Task to carry out
Reproduce the records below word for word, keeping every line in its original order.

Data provided
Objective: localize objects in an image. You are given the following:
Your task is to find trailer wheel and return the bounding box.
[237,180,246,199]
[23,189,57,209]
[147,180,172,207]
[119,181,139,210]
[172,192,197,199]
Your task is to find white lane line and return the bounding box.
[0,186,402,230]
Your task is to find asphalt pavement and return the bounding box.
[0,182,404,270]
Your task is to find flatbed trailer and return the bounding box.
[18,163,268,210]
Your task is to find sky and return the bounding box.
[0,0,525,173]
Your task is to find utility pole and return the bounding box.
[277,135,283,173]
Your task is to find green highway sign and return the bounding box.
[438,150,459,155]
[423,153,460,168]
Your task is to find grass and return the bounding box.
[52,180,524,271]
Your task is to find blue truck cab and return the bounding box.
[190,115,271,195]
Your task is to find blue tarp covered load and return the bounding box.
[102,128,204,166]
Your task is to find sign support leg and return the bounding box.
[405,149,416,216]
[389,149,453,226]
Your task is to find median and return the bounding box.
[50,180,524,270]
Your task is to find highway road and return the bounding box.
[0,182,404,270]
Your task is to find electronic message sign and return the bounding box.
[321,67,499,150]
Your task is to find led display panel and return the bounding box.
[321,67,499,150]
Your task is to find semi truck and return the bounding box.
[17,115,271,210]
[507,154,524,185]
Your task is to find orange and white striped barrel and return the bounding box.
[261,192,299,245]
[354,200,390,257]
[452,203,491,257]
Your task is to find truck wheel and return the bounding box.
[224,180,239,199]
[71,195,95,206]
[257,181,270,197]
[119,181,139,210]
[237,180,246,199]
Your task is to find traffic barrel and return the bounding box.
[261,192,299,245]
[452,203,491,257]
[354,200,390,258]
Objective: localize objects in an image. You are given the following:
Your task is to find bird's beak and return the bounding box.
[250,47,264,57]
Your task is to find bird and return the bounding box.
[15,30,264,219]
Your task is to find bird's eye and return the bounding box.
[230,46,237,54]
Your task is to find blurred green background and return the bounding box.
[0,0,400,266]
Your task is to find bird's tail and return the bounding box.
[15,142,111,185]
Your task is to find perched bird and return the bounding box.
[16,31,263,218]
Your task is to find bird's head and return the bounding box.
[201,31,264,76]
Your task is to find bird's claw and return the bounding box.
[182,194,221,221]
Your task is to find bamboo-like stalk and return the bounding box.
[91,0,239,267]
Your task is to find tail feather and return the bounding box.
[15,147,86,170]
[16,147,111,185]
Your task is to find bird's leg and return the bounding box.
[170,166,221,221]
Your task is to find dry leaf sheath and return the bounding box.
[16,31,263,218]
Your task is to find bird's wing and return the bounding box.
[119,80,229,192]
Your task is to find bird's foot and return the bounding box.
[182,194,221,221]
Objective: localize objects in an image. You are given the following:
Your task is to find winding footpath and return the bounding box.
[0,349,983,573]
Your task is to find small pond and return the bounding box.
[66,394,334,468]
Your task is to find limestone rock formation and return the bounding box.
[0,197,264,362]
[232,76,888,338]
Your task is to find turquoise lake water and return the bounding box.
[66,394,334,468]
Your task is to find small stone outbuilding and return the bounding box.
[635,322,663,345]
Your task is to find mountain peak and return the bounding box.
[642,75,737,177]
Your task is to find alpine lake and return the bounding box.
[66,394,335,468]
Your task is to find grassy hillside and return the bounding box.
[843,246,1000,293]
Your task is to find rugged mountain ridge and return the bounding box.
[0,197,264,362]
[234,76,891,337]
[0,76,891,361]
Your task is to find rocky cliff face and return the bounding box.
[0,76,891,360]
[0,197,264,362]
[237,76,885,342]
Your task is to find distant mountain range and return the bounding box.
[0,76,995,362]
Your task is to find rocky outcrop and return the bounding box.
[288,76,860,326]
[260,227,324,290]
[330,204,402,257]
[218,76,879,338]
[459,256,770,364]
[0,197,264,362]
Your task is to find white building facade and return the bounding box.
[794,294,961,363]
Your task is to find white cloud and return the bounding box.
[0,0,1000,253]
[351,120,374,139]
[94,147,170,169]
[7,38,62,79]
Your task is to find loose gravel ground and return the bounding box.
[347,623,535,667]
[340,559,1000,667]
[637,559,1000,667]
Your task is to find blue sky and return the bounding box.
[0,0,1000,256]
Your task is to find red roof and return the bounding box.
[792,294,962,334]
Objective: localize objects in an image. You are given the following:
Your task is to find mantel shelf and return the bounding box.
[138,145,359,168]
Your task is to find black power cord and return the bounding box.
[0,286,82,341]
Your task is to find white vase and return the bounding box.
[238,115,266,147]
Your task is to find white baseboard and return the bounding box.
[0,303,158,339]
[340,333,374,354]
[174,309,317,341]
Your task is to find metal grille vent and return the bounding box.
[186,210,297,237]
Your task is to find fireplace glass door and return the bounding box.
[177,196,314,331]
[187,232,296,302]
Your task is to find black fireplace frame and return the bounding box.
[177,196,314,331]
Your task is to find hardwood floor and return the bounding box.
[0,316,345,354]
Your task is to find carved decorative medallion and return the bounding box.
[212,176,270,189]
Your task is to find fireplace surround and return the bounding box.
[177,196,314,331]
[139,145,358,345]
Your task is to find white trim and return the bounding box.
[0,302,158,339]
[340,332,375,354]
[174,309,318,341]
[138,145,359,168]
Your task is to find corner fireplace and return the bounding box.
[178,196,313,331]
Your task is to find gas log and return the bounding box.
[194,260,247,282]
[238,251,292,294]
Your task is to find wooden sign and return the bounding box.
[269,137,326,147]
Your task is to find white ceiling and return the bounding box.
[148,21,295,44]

Solution to this task
Objective: localize objects in an image. You are given the following:
Your task is to find trailer wheel and return the bounding box.
[237,180,246,199]
[23,189,57,209]
[147,180,172,207]
[119,181,139,210]
[172,192,197,199]
Your task is to find white lane line and return the bounding box.
[0,186,402,230]
Your task is to find asphalt pavement and return the bounding box.
[0,182,404,270]
Your task is to find flatbed trailer and return the bounding box.
[18,163,268,210]
Your task is to find sky and return the bounding box.
[0,0,525,173]
Your task is to find utility pole and return the bounding box.
[277,135,283,173]
Your task is to find green highway sign and return the bounding box.
[438,150,459,155]
[423,153,460,168]
Your task is to find grass and return the bounding box.
[52,180,524,271]
Your task is to find blue truck cab and return the bounding box.
[190,115,271,195]
Your task is to find blue tarp covered load and return the bounding box.
[102,128,204,166]
Your task is to find sign support leg and return the bounding box.
[405,149,416,216]
[389,149,453,226]
Your task is to find median and return the bounding box.
[50,180,524,270]
Your task is to find highway road and return the bounding box.
[0,182,404,270]
Your task is to find electronic message sign and return the bounding box.
[321,67,499,150]
Your task is to find led display panel and return the bounding box.
[321,67,499,150]
Your task is to find semi truck and return the bounding box.
[17,115,271,210]
[507,154,524,185]
Your task is to find orange and white striped barrel and return the bounding box.
[261,192,299,245]
[354,200,390,257]
[452,203,491,257]
Your task is to find truck wheel and return the bounding box.
[224,180,239,199]
[71,195,95,206]
[257,181,270,197]
[119,181,139,210]
[237,180,246,199]
Your task is to find traffic barrel and return the bounding box.
[261,192,299,245]
[452,203,491,257]
[354,200,390,258]
Objective: localize objects in an image. You are given the following:
Your task is to find bird's beak and return the bounding box.
[250,47,264,57]
Your task is to find bird and return the bounding box.
[15,30,264,219]
Your task is to find bird's eye and return the bounding box.
[230,46,237,54]
Your task is to find blurred green background and return the bounding box.
[0,0,400,266]
Your task is to find bird's tail and return the bounding box.
[15,142,111,185]
Your task is to find perched bird and return the bounding box.
[16,31,263,218]
Your task is to find bird's head and return the bounding box.
[201,31,264,76]
Your task is to find bird's claw and return the bounding box.
[182,194,221,221]
Your task is to find bamboo-like stalk and return the bounding box.
[91,0,239,267]
Your task is to find tail feather and return the bounding box.
[15,147,86,170]
[16,147,111,185]
Your task is to find bird's leg and return the bounding box.
[170,166,221,221]
Your task is to find dry leaf sheath and return the bounding box.
[16,31,263,218]
Your task is to find bird's wing and return the bounding box.
[119,80,229,192]
Your task is to find bird's foot and return the bounding box.
[182,194,221,221]
Objective: localize objects in an image. You are given the following:
Your task is to find winding footpath and return the bounding box.
[0,349,983,573]
Your task is to find small pond and return the bounding box.
[66,394,334,468]
Your task is to find limestone rock formation and return the bounding box.
[0,197,264,362]
[232,76,888,338]
Your task is to find turquoise lake water and return the bounding box.
[66,394,334,468]
Your task is to find small stone outbuilding and return the bounding box.
[635,322,663,345]
Your task is to find mountain peak and return the bounding box.
[642,75,737,177]
Your task is to find alpine lake and return the bounding box.
[66,394,335,468]
Your task is to find grassy hillside and return the bounding box.
[843,246,1000,293]
Your task is to find rugged mountain ridge and return the bounding box.
[0,197,264,362]
[234,76,891,337]
[0,76,891,361]
Your task is to find rocky cliff face and return the bounding box.
[0,76,891,360]
[0,197,264,362]
[237,76,885,342]
Your task is to find distant mountain range and return the bounding box.
[0,76,995,362]
Your task is to find rocky outcrop and return the bounding box.
[288,76,860,326]
[260,227,324,290]
[330,204,402,257]
[218,76,879,338]
[459,256,770,364]
[0,197,264,362]
Your task is to find white building facade and return the bounding box.
[794,294,961,363]
Your task is to find white cloud and return the bounding box.
[0,0,1000,253]
[351,120,374,139]
[94,147,170,169]
[7,38,62,79]
Your task is to find loose gravel ground and return the bounding box.
[347,623,535,667]
[340,559,1000,667]
[637,559,1000,667]
Your task is to find blue sky and return the bounding box.
[0,0,1000,256]
Your task is to find red roof and return the bounding box.
[792,294,962,334]
Objective: localize objects in an image. You are given the following:
Your task is to find mantel shelf and return the bounding box.
[138,145,359,168]
Your task is to find black power cord and return the bounding box.
[0,286,82,341]
Your task is to find white vase and return the bounding box.
[238,115,266,147]
Your task is to find white baseboard and return the bounding box.
[0,303,158,339]
[340,333,374,354]
[174,309,317,341]
Your task is to find metal grille vent and return the bounding box.
[186,210,297,237]
Your task is to find fireplace glass door and return the bounding box.
[177,196,314,331]
[187,232,296,302]
Your task is to find black fireplace frame and return the bounding box.
[177,196,314,331]
Your task is to find hardwood floor and return the bounding box.
[0,316,345,354]
Your task is to find carved decorative medallion and return the bounding box.
[212,176,270,189]
Your task is to find fireplace surround and return the bounding box.
[177,196,314,331]
[139,145,358,345]
Your task is to find white trim and return the bounding box.
[0,302,158,339]
[340,332,375,354]
[174,309,318,341]
[138,145,359,168]
Your task is to find corner fireplace and return the bounding box.
[178,196,313,331]
Your task is to find gas log and return the bounding box.
[194,260,247,282]
[238,251,292,294]
Your task is to find wooden sign and return the bounding box.
[269,137,326,147]
Your task is to find white ceiling and return the bounding box.
[148,21,295,44]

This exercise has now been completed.